What the exercise asks: Continue the passage on simplifying the cell-culture microscope module, starting after its final sentence.

Page text:
* * * * * * * * *
The microscope was composed of several units: a substage phase contrast condenser; a microscope objective immediately adjacent to the well base (on which the cells are to be cultured); a prism to bend the light path through ninety degrees; and a 'microscope camera'.
If we assume that the spectrophotometer (right) remains in position, we can eliminate a substage condenser (coloured red) if we opt instead for dark-ground illumination. This results in a saving of one-third of the volume of the entire module. The substage prism (coloured purple) could be eliminated were we to position a sensor vertically below the stage assembly. Finally, the microscope camera (blue) could be reduced in size and re-positioned beneath the stage and normal to the light path. In essence, the 'camera' is rendered superfluous: of the components of a camera, the lens is subsumed into the microscope lens, and the image sensor is positioned in the ray path beneath tne stage.
* * * * * * * * *
Raw data:

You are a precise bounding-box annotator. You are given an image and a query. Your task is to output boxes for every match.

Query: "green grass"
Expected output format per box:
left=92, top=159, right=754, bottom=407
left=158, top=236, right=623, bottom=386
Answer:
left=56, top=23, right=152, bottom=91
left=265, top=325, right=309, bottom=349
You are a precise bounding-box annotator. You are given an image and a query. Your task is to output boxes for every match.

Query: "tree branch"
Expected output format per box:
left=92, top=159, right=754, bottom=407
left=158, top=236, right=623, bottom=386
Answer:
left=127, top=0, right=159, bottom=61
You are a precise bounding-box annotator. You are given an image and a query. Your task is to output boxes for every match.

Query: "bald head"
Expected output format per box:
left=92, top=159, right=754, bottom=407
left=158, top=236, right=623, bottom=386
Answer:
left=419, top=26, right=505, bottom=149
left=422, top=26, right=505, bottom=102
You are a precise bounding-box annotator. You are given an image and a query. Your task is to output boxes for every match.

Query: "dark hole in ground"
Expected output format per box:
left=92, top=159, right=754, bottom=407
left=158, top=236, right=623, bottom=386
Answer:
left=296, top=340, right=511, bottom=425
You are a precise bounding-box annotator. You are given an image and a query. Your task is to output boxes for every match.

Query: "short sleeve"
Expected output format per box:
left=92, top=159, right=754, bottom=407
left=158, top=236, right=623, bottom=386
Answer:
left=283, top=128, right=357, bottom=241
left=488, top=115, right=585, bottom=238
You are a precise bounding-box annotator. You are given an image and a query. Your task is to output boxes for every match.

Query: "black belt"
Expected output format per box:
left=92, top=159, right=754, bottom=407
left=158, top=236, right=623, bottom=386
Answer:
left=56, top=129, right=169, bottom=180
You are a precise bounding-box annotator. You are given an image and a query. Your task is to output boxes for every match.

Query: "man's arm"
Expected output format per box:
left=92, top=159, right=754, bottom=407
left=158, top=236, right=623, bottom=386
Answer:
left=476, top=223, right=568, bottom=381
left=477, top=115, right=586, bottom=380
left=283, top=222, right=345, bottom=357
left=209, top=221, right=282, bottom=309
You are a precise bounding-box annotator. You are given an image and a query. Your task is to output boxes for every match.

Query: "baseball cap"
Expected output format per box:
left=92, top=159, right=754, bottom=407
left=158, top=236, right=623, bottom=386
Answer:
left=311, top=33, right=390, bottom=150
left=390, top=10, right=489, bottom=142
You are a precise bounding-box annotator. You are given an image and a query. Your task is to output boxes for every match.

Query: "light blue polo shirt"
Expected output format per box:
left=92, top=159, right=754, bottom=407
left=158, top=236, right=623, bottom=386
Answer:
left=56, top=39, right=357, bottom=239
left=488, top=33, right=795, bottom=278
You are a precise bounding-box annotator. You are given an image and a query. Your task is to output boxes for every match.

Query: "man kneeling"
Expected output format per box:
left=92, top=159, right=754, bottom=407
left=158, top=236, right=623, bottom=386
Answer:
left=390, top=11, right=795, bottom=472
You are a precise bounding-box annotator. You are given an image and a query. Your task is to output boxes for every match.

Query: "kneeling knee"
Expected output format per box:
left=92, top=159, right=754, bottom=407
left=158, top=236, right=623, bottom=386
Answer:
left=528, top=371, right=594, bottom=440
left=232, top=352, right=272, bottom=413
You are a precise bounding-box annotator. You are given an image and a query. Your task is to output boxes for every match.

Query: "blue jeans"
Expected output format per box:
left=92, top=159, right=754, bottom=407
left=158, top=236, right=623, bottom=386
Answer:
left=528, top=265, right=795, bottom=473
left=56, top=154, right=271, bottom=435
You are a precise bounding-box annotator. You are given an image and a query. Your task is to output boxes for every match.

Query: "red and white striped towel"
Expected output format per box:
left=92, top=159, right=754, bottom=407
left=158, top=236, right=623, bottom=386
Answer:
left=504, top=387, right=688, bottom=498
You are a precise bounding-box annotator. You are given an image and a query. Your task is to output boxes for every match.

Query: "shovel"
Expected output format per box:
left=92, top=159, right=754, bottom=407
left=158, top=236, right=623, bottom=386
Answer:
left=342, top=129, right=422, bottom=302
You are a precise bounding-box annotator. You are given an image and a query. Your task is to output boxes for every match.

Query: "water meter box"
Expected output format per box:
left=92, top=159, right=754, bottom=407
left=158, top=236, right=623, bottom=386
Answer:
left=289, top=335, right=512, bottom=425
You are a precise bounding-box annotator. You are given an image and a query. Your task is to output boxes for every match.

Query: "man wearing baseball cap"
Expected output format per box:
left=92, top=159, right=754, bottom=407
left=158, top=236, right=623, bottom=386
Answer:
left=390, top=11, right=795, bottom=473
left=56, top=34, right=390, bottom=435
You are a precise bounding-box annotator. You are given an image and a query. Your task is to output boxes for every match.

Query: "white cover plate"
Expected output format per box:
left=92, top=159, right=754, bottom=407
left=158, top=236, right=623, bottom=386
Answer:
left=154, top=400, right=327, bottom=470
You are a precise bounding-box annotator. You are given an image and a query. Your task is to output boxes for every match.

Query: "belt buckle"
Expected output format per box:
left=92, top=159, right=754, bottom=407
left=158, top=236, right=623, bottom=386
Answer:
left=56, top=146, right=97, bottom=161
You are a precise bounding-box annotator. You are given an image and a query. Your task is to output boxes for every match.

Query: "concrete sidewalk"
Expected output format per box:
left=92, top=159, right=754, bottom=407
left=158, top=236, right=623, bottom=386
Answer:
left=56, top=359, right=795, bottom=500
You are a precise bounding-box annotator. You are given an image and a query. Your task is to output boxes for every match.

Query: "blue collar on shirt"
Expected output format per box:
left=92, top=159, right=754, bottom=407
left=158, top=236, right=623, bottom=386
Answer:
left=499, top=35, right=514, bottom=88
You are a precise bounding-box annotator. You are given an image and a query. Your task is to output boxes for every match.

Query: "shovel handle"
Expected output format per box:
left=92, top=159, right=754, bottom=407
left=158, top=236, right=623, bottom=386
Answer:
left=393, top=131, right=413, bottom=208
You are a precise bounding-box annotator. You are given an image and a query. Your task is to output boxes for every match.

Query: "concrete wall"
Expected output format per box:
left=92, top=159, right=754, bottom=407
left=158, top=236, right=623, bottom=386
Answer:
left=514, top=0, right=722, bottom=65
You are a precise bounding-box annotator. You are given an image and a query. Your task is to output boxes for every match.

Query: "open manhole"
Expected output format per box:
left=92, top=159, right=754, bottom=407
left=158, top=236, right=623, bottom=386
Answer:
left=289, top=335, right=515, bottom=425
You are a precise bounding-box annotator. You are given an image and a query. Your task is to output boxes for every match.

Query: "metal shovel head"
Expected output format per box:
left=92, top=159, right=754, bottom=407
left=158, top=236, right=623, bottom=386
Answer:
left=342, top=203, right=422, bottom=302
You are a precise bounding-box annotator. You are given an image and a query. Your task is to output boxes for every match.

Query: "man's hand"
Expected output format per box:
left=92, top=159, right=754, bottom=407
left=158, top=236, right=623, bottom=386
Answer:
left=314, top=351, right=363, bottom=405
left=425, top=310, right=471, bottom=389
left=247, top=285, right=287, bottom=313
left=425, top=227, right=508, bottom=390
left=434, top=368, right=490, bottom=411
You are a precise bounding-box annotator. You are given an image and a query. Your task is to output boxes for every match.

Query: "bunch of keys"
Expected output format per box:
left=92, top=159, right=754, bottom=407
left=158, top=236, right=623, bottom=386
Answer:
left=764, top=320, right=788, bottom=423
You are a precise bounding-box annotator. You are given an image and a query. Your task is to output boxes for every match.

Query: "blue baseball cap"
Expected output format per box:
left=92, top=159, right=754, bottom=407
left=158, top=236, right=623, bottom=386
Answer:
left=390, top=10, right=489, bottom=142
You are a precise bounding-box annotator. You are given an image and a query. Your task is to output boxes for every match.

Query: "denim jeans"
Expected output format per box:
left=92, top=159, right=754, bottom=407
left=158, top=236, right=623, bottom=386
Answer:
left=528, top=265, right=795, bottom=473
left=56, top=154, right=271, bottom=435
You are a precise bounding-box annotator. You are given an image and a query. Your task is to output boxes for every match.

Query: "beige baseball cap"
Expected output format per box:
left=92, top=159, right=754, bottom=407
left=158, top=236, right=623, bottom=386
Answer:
* * * * * * * * *
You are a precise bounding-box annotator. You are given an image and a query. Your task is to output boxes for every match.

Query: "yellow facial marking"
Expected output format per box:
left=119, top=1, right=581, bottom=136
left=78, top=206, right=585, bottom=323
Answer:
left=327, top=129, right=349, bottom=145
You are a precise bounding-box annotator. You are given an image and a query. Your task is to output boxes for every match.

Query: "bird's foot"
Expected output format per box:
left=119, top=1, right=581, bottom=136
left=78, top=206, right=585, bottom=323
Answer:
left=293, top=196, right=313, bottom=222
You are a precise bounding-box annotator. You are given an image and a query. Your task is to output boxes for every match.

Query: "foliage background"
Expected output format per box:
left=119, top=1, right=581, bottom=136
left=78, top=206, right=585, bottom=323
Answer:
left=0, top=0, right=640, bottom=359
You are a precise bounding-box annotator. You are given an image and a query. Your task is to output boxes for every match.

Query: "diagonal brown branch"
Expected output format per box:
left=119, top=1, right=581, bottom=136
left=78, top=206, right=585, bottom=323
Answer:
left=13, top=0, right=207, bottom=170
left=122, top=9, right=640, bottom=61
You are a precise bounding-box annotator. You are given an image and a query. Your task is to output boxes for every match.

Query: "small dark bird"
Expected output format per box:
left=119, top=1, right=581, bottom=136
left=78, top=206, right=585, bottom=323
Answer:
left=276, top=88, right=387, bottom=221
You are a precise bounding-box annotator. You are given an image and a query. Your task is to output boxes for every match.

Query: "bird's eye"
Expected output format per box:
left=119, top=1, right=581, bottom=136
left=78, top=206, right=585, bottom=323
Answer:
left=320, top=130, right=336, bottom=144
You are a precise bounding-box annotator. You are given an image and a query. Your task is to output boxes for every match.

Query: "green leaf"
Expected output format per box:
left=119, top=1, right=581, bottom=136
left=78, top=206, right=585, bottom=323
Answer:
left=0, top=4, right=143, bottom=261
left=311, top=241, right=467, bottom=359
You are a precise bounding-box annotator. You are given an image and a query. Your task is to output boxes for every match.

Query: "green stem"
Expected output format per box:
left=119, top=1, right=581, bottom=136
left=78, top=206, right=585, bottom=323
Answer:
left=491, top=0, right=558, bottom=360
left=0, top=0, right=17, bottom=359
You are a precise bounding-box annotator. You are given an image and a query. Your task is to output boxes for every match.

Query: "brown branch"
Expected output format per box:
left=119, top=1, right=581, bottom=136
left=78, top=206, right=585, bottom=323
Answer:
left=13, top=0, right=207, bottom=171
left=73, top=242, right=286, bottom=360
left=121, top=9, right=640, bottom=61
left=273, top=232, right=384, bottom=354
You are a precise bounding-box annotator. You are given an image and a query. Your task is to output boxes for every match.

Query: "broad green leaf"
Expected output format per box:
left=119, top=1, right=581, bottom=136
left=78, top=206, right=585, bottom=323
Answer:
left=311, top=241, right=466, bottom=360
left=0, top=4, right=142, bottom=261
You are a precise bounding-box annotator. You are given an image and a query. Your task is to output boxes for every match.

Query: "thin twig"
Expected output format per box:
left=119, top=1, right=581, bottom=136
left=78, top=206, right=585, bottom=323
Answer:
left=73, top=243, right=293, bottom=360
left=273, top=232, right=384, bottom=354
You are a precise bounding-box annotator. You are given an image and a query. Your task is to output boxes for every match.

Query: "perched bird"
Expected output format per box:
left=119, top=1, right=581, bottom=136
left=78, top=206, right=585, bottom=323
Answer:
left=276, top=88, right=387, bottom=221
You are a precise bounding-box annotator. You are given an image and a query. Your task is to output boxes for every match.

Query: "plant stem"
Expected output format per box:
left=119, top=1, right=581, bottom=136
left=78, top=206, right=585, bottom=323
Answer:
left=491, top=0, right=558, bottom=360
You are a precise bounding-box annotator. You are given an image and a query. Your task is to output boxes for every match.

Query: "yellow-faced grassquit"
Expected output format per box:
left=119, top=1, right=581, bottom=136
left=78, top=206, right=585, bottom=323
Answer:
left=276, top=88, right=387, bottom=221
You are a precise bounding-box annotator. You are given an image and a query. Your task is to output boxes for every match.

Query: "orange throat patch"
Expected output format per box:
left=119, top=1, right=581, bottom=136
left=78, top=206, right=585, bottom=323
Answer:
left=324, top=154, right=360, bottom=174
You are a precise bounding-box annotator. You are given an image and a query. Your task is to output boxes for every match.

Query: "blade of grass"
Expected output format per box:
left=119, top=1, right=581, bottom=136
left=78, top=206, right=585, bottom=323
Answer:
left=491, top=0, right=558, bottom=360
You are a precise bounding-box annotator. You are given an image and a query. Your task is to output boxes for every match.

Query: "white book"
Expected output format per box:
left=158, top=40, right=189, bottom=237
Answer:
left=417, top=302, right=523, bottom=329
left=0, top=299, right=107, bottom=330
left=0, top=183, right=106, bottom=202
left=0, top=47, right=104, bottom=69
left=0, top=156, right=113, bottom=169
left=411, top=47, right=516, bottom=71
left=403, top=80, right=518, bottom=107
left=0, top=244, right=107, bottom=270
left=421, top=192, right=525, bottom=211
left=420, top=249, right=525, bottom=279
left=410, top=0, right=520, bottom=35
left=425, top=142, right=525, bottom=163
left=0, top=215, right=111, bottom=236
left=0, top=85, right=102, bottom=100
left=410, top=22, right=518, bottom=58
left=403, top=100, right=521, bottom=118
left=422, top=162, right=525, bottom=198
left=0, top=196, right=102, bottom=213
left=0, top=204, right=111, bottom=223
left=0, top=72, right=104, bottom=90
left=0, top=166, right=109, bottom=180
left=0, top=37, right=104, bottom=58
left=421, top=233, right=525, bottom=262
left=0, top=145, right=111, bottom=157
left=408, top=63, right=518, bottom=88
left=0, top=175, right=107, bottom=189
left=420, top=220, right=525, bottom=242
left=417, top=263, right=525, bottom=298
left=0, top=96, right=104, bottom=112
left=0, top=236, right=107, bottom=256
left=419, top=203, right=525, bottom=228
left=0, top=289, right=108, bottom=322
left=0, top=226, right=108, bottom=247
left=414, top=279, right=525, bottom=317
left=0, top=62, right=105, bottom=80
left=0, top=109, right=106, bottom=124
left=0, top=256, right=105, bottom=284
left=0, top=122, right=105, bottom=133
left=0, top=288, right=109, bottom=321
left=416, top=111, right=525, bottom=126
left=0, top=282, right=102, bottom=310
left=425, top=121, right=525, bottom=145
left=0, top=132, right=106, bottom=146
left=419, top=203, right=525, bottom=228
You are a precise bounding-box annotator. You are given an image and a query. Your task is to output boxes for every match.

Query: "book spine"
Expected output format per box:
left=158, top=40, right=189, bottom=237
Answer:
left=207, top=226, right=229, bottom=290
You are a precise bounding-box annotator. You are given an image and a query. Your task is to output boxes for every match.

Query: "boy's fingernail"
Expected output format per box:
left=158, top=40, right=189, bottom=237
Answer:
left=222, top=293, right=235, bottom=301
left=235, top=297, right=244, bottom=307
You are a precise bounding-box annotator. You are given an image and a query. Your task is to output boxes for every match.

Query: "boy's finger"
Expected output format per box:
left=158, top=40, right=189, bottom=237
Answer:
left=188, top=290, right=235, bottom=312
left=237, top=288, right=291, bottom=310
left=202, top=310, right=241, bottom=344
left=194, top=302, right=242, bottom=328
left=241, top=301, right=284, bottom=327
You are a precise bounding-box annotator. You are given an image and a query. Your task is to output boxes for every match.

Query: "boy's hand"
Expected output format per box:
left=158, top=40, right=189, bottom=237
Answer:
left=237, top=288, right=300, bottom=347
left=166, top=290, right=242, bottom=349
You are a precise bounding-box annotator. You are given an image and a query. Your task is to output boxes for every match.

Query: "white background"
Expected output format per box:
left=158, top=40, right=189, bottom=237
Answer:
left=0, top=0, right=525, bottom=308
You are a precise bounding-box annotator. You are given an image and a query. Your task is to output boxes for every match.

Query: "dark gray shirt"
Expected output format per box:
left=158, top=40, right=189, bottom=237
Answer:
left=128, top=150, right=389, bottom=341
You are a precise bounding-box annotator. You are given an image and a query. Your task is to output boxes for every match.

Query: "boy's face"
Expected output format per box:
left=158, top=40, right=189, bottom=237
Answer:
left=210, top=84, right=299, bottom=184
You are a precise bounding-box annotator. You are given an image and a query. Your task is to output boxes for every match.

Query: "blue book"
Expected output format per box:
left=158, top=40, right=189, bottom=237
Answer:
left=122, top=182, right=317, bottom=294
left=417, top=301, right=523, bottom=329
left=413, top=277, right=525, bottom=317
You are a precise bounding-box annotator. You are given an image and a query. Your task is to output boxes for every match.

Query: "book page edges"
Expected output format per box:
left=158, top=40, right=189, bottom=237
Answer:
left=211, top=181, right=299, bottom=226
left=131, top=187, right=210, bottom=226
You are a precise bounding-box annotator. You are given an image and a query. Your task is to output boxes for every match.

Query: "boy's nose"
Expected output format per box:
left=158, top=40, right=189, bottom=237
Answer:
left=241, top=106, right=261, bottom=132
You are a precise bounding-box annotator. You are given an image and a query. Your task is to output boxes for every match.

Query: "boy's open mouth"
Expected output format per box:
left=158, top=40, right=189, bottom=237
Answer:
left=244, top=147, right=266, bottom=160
* * * * * * * * *
Result:
Let us reconsider the design components and re-examine their rôles. It is proposed to utilise a lateral light source, ducted to provide semi-annular illumination. A concave reflector (here coloured purple, like the light source) further contrates the light and provides more even illumination. A corrected 6mm lens is sited some 11mm below the well base and project a direct image onto a substage sensor (blue), The effective image magnification is >2x - note the provision of space for the sensor regulator unit to the right (red). This could be incorporated beneath the spectrophotometer, if the carousel carrying the culture wells is raised in order to increase the well-lens separation.